**Reading text**
────────────────────────────────────────

- Born: Jacki Hoffman October 8, 1964 (age 61) Kelowna, British Columbia, Canada
- Education: University of British Columbia
- Occupations: Partner - Goldman Sachs, CEO - Women Moving Millions
- Years active: 1988–present
- Spouse: Greg Zehner ​(m. 1995)​
- Children: 2

= Jacki Zehner =

Canadian philanthropist and financer (born 1964)

Jacki Zehner (née Hoffman; born October 8, 1964) is a Canadian philanthropist, financier, angel investor, writer, speaker, and film producer. In 1996, she became the youngest woman and first female trader to be made a partner of Goldman Sachs. She left Goldman in 2002 and became a founding partner of Circle Financial Group. In 2009, she became a member of Women Moving Millions and later served and the organization's founding president. In 2012, Zehner was elected to the board of trustees of the Sundance Institute. She has served as the president of the Jacquelyn and Gregory Zehner Foundation since 1998.

== Career ==
Jacki Zehner began working at Goldman Sachs in 1988 as an analyst, and later moved into trading mortgage backed securities. In 1996, Zehner became the youngest woman and first female trader to be invited into the partnership at Goldman. In 2000, Zehner moved into the executive suite to help manage the career's of Goldman's managing directors. Zehner left Goldman Sachs in 2002.

────────────────────────────────────────

**Extracted records**

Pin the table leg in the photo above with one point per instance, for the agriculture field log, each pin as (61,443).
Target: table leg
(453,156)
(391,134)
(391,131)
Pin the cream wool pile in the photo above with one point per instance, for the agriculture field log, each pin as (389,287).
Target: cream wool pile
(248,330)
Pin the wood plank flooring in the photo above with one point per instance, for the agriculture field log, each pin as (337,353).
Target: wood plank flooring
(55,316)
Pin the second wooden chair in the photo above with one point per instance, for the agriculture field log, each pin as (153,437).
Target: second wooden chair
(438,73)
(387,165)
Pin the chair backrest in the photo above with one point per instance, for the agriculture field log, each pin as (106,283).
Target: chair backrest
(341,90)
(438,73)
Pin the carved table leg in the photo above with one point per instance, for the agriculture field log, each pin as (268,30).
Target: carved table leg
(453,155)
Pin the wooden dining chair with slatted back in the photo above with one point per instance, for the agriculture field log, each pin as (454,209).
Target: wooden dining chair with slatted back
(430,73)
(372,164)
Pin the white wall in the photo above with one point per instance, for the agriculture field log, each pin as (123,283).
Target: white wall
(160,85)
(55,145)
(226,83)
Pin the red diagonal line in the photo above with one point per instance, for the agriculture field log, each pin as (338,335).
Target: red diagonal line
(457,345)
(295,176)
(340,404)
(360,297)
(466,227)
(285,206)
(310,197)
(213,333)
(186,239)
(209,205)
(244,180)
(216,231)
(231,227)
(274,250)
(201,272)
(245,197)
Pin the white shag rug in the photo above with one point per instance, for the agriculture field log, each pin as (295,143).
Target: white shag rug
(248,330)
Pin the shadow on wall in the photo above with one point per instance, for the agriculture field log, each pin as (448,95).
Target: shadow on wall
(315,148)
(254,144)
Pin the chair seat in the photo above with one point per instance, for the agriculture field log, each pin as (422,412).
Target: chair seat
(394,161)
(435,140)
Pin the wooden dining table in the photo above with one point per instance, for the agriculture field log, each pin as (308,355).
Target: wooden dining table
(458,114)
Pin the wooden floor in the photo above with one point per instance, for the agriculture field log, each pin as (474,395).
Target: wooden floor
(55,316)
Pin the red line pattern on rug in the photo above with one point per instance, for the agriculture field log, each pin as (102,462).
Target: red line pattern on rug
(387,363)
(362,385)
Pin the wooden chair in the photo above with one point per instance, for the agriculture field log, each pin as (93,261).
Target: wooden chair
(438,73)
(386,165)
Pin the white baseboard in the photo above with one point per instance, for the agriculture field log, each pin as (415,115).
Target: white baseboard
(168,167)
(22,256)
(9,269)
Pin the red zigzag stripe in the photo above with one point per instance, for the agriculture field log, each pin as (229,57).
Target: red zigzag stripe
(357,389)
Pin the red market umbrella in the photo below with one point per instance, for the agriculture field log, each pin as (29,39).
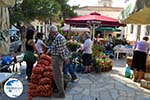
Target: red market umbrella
(94,18)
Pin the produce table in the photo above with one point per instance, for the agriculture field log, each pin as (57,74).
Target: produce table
(3,78)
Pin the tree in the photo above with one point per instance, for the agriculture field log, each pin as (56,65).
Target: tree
(35,9)
(66,11)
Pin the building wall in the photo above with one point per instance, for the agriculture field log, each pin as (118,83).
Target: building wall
(113,12)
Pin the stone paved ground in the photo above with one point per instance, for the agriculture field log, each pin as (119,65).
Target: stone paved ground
(104,86)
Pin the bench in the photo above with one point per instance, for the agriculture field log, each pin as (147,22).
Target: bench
(4,77)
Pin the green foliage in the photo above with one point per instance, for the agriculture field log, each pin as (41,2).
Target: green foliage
(44,10)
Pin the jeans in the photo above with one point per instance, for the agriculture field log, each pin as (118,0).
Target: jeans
(69,69)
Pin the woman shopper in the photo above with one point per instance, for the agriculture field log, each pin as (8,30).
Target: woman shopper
(59,56)
(40,45)
(138,65)
(87,52)
(29,56)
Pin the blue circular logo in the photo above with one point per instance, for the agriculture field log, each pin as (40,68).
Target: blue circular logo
(13,88)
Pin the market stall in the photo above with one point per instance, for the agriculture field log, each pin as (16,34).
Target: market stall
(138,12)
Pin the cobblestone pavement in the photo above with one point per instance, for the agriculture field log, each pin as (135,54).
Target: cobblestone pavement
(104,86)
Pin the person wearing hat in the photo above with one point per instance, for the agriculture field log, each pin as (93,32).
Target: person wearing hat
(59,56)
(87,52)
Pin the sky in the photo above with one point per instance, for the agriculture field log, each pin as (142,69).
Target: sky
(116,3)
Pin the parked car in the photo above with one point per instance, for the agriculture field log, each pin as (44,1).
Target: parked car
(16,44)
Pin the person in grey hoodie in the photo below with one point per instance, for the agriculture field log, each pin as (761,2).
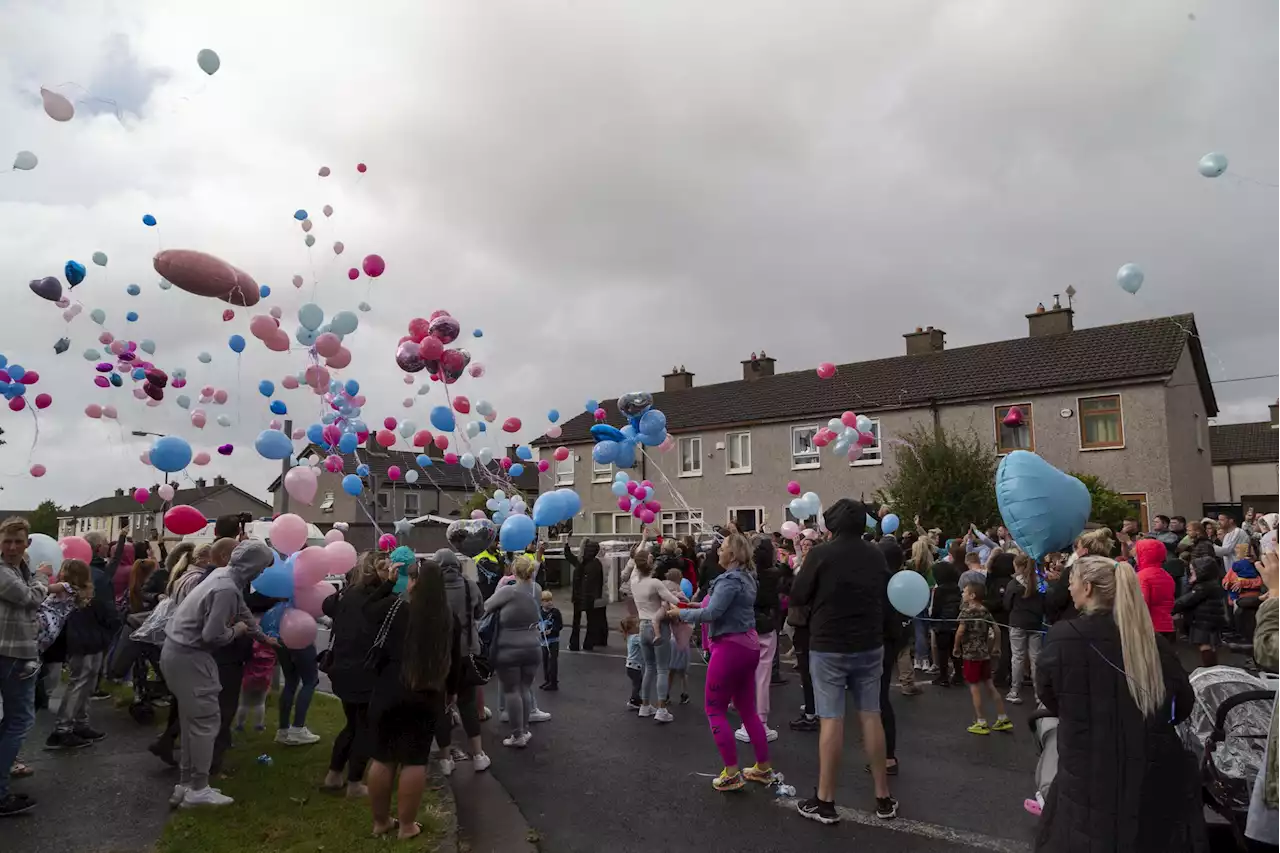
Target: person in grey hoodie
(467,606)
(213,615)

────────────────────────────────────────

**Task directions**
Using the Jacki Zehner biography, answer these questions:
1. Where was Jacki Zehner born?
2. In what year did she begin working at Goldman Sachs?
3. Since what year has she been president of the Jacquelyn and Gregory Zehner Foundation?
The items have no role in this exercise.

**Answer to this problem**
1. Kelowna, British Columbia, Canada
2. 1988
3. 1998